Data Visualisation in R

Visualisation

Making you data come to life!

Objectives

  • How data can be visualised in R
  • Learn how to adjust graphics
  • Get familiar with ggplot2 and it’s grammar of graphics to create amazing figures

Data Visualisation - An Overview

  • The overall aim of visualising data:
    • Make all your plots as self explanatory as possible!
  • For this lecture, we will focus on ggplot2, a tidyverse package
    • Inspired on the Grammer of Graphics, a book that aims to formalise visualisations into layers
  • Has multiple add-ons, such as ggrepel (for text labels) and ggpubr (for publication-ready plots) or patchwork (for combining multiple plots)

Base R plots

  • Graphs can be easily generated with the base R syntax
data <- c(2, 3, 6, 4, 9)
plot(data)

plot(data, type = "l")

Base R plots

  • Graphs can be easily generated with the base R syntax
plot(data, type = "o", col = "blue")

barplot(data)

ggplot2

  • ggplot2 is a lot more useful and user friendly than base R, making plots look a lot nicer and with more options for building and displaying graphics
  • We’ll start with an old favourite, the mtcars dataset!
# Load packages
# ggplot2 is in the tidyverse
library(tidyverse)
library(conflicted)
library(ggrepel)
library(ggstatsplot)
library(plotly)
conflicts_prefer(dplyr::filter)

mtcars |>
  ggplot(aes(x = mpg, y = hp)) +
  geom_point()

-- SHORT PROBLEM --
Reproduce the R data visualization slides above word for word, from the title through the final line of code.

-- PROVIDED MATERIAL --
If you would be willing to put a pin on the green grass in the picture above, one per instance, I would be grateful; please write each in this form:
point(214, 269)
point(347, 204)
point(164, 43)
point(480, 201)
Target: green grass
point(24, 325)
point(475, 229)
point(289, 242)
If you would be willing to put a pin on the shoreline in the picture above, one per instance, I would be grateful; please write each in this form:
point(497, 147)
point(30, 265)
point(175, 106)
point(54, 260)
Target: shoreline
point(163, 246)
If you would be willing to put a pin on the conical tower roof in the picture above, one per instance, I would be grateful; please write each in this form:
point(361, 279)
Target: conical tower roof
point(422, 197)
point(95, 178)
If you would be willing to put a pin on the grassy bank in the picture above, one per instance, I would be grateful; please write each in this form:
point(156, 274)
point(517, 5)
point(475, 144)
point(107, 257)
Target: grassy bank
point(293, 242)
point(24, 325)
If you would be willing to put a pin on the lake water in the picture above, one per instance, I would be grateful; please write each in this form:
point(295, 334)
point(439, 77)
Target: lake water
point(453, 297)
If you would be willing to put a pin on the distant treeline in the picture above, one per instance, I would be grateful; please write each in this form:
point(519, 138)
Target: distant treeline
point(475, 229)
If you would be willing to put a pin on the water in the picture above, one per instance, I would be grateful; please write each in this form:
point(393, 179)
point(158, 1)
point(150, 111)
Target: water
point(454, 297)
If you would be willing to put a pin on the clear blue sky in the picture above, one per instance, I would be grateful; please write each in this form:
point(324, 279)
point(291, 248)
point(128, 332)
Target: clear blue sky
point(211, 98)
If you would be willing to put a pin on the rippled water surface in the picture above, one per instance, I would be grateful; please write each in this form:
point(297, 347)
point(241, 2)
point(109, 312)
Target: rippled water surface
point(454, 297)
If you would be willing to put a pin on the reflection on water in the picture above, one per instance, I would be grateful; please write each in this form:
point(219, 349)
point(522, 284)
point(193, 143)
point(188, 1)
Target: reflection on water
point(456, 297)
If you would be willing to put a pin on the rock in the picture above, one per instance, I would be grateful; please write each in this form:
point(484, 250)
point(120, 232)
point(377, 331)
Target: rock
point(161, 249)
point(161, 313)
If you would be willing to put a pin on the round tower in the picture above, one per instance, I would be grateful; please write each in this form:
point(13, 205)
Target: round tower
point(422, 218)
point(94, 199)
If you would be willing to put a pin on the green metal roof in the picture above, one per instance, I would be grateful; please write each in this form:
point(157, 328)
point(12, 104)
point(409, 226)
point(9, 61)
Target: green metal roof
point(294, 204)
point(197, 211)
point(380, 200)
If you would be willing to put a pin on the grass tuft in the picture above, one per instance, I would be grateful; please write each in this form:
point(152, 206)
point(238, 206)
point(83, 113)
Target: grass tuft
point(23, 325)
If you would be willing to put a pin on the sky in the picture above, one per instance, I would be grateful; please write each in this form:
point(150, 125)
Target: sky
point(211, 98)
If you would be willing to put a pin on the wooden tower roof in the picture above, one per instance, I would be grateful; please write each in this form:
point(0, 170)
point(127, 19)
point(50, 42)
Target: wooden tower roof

-- RIGHT ANSWER --
Data Visualisation in R

Visualisation

Making you data come to life!

Objectives

  • How data can be visualised in R
  • Learn how to adjust graphics
  • Get familiar with ggplot2 and it’s grammar of graphics to create amazing figures

Data Visualisation - An Overview

  • The overall aim of visualising data:
    • Make all your plots as self explanatory as possible!
  • For this lecture, we will focus on ggplot2, a tidyverse package
    • Inspired on the Grammer of Graphics, a book that aims to formalise visualisations into layers
  • Has multiple add-ons, such as ggrepel (for text labels) and ggpubr (for publication-ready plots) or patchwork (for combining multiple plots)

Base R plots

  • Graphs can be easily generated with the base R syntax
data <- c(2, 3, 6, 4, 9)
plot(data)

plot(data, type = "l")

Base R plots

  • Graphs can be easily generated with the base R syntax
plot(data, type = "o", col = "blue")

barplot(data)

ggplot2

  • ggplot2 is a lot more useful and user friendly than base R, making plots look a lot nicer and with more options for building and displaying graphics
  • We’ll start with an old favourite, the mtcars dataset!
# Load packages
# ggplot2 is in the tidyverse
library(tidyverse)
library(conflicted)
library(ggrepel)
library(ggstatsplot)
library(plotly)
conflicts_prefer(dplyr::filter)

mtcars |>
  ggplot(aes(x = mpg, y = hp)) +
  geom_point()